(Stated task):
Pick out each line in the rows below that contains the word "jacket", and copy those lines.

Some rows:

▽

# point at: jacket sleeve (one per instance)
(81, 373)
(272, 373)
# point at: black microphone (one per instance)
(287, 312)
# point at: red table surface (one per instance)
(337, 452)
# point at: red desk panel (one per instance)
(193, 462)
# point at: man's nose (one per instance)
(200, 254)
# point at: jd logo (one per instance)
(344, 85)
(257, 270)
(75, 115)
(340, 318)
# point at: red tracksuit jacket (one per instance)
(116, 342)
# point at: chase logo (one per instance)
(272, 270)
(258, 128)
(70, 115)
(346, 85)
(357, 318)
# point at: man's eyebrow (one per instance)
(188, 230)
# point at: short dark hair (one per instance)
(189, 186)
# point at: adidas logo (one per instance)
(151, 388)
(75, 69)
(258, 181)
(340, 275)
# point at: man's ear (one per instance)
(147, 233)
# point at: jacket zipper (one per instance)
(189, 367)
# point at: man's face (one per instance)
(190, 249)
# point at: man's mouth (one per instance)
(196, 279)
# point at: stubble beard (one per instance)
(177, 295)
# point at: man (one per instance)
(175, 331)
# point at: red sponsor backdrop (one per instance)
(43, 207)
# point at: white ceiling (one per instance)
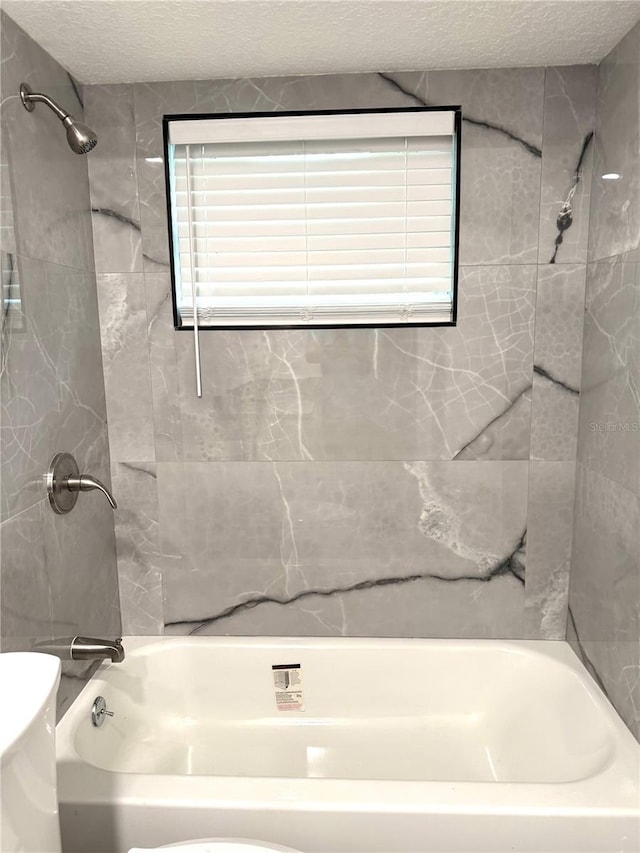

△

(Full answer):
# point at: jacket sleeve (one per instance)
# point at: red tracksuit jacket (one per instance)
# point at: jacket zipper (one per instance)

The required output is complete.